__TASK PROMPT__
Below is some material; transcribe all of it exactly.

__EXERCISE INPUT__
++++++++++
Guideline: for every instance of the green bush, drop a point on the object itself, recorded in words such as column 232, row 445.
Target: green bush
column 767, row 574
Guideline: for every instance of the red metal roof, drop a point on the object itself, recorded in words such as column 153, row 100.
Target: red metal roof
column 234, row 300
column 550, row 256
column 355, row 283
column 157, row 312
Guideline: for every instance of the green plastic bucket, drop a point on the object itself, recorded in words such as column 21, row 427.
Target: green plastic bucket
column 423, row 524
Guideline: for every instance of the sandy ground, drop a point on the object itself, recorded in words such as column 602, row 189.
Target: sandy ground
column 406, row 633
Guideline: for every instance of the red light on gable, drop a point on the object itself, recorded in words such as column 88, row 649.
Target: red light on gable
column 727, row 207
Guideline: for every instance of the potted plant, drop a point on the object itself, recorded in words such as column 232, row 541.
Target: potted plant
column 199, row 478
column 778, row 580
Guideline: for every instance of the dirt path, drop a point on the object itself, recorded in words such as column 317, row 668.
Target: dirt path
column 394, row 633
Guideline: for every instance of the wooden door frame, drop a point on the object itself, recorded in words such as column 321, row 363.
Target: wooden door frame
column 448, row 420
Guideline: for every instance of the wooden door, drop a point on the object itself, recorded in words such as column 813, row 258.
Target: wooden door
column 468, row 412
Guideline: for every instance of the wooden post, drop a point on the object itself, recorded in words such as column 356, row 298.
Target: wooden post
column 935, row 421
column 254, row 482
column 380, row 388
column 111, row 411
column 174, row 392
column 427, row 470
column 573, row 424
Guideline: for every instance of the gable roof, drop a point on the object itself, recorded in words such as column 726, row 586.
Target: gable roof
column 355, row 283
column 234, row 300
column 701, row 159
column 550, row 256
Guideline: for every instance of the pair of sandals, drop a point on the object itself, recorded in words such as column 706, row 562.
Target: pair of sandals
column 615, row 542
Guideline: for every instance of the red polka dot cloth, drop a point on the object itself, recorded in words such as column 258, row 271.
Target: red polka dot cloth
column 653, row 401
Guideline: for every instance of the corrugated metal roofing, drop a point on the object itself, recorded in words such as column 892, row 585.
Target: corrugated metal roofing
++++++++++
__SOLUTION FOR THIS PROBLEM__
Guideline: for every instance of the green bush, drop a point on the object itself, recorded in words such as column 232, row 445.
Target: green bush
column 767, row 574
Guideline: for every instance of the red metal roof, drop a point on the object itself, recorded in words such as column 153, row 100.
Target: red metal roof
column 234, row 300
column 550, row 256
column 355, row 283
column 157, row 312
Guideline: for every instance of the green plastic bucket, drop a point on the object itself, recorded in words such as column 21, row 427.
Target: green plastic bucket
column 423, row 524
Guideline: for every instance of the sandy ground, drop a point on the object itself, recorded in words such as column 602, row 189.
Target: sandy ground
column 406, row 633
Guideline: for every instance of the red light on gable, drop a point on the object itself, recorded in words such as column 88, row 649.
Target: red light on gable
column 727, row 207
Guideline: for every instance of the potted plant, drop a point on the object itself, recorded in words such as column 232, row 541.
Target: potted plant
column 199, row 478
column 778, row 580
Guideline: for every instance of the dirt path, drop a point on the object itself, recorded in words such as column 317, row 668.
Target: dirt path
column 394, row 633
Guideline: for every instance of the wooden door frame, drop a point on the object itself, recorded in words such as column 321, row 363.
Target: wooden door frame
column 448, row 420
Guideline: for every instance of the wooden door, drop a point on the object itself, recorded in words such as column 813, row 258.
Target: wooden door
column 468, row 412
Guideline: for every instance of the wooden post, drop a point on the object itself, recorded in words such as column 356, row 298.
Target: wooden post
column 935, row 421
column 254, row 482
column 380, row 388
column 111, row 411
column 174, row 392
column 427, row 470
column 573, row 424
Guideline: for every instance of the gable roof, drop a point on the object itself, recorded in words such as column 726, row 586.
Target: gable roof
column 355, row 283
column 234, row 300
column 701, row 159
column 550, row 256
Guideline: for every instance of the pair of sandals, drop a point on the object itself, recorded in words such as column 706, row 562.
Target: pair of sandals
column 615, row 542
Guideline: for every instance of the red polka dot cloth, drop a point on the object itself, recorded in words such as column 258, row 271.
Target: red polka dot cloth
column 653, row 401
Guideline: for every instance of the corrugated metal roofing, drop a point on the object itself, recorded in words such as column 892, row 585.
Target: corrugated metal roofing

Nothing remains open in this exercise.